▶ Exercise task:
Copy out word for word the stretch of entries from the start through the line containing "[[[0,83],[15,82],[15,66],[0,66]]]", leaving out the pictures.

▶ Entries shown:
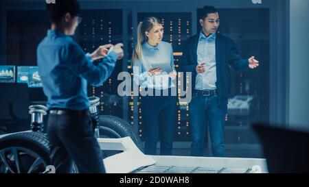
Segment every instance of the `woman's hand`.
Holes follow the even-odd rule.
[[[168,73],[168,77],[170,77],[170,78],[174,78],[176,77],[176,76],[177,76],[177,72],[176,72],[176,71],[173,71],[172,72],[170,72],[170,73]]]
[[[150,68],[148,71],[149,75],[157,75],[160,74],[162,72],[162,69],[161,68]]]

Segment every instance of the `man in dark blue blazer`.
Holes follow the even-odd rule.
[[[229,66],[244,71],[257,68],[253,56],[242,59],[235,43],[217,33],[219,14],[215,8],[205,6],[199,19],[201,32],[184,45],[180,70],[192,73],[192,99],[189,104],[192,155],[203,156],[205,129],[209,123],[214,156],[224,157],[224,125],[231,89]]]

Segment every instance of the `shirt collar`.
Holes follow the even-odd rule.
[[[148,42],[147,41],[146,41],[144,42],[144,46],[148,49],[159,50],[160,43],[159,43],[157,46],[154,47],[154,46],[150,45],[150,44],[148,44]]]
[[[66,36],[67,35],[57,29],[49,29],[47,30],[47,36]]]
[[[211,35],[209,35],[208,37],[207,37],[202,31],[200,32],[200,36],[198,37],[198,40],[216,40],[216,33],[213,33]]]

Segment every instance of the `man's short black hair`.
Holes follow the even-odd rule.
[[[216,12],[218,12],[218,10],[216,9],[216,8],[213,6],[204,6],[201,12],[200,18],[205,20],[208,14],[213,14]]]
[[[46,8],[52,23],[58,23],[67,12],[72,17],[80,13],[80,5],[77,0],[55,0],[54,3],[46,3]]]

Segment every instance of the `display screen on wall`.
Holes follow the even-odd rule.
[[[0,83],[15,82],[15,66],[0,66]]]

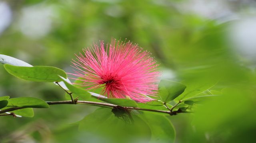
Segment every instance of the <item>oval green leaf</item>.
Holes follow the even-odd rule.
[[[2,100],[0,101],[0,109],[2,109],[4,107],[6,106],[8,104],[8,100]]]
[[[161,80],[158,85],[159,96],[162,101],[168,103],[180,95],[186,86],[181,83],[168,80]]]
[[[15,114],[21,116],[22,117],[34,117],[34,110],[32,108],[26,108],[17,110],[12,112]]]
[[[41,82],[60,81],[59,76],[67,78],[64,71],[60,69],[47,66],[33,67],[18,67],[5,64],[5,69],[11,74],[24,80]]]
[[[48,108],[49,105],[42,99],[31,97],[21,97],[10,98],[8,106],[22,108]]]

▶ Result of the task:
Segment every instance of the `woman's hand`.
Holes follow the even-odd rule.
[[[168,73],[168,77],[170,77],[170,78],[174,78],[176,77],[176,76],[177,76],[177,72],[176,72],[176,71],[173,71],[172,72],[170,72],[170,73]]]
[[[150,68],[148,71],[149,75],[157,75],[160,74],[162,72],[162,69],[161,68]]]

Segment every instance of the `man in dark blue blazer`.
Holes follow the even-odd rule.
[[[229,66],[244,71],[257,68],[253,56],[242,59],[235,43],[217,33],[219,14],[215,8],[205,6],[199,19],[201,32],[184,45],[180,70],[192,73],[192,99],[189,104],[192,155],[203,156],[205,129],[209,123],[214,156],[224,157],[224,125],[231,89]]]

Segment every instance of the `shirt collar`.
Holes follow the even-odd rule.
[[[148,42],[147,41],[146,41],[144,42],[144,46],[148,49],[159,50],[160,43],[159,43],[157,46],[154,47],[154,46],[150,45],[150,44],[148,44]]]
[[[66,36],[67,35],[57,29],[49,29],[47,30],[47,36]]]
[[[211,35],[209,35],[208,37],[207,37],[202,31],[200,32],[200,36],[198,37],[198,40],[216,40],[216,33],[213,33]]]

Segment every instance of the `man's short black hair`.
Holes follow the even-odd rule.
[[[216,12],[218,12],[218,10],[216,9],[216,8],[213,6],[204,6],[201,12],[200,18],[205,20],[208,14],[213,14]]]
[[[46,8],[52,23],[58,23],[67,12],[72,17],[80,13],[80,5],[77,0],[55,0],[54,3],[46,3]]]

Segment every instance of the `display screen on wall`.
Holes follow the even-odd rule.
[[[0,83],[15,82],[15,66],[0,66]]]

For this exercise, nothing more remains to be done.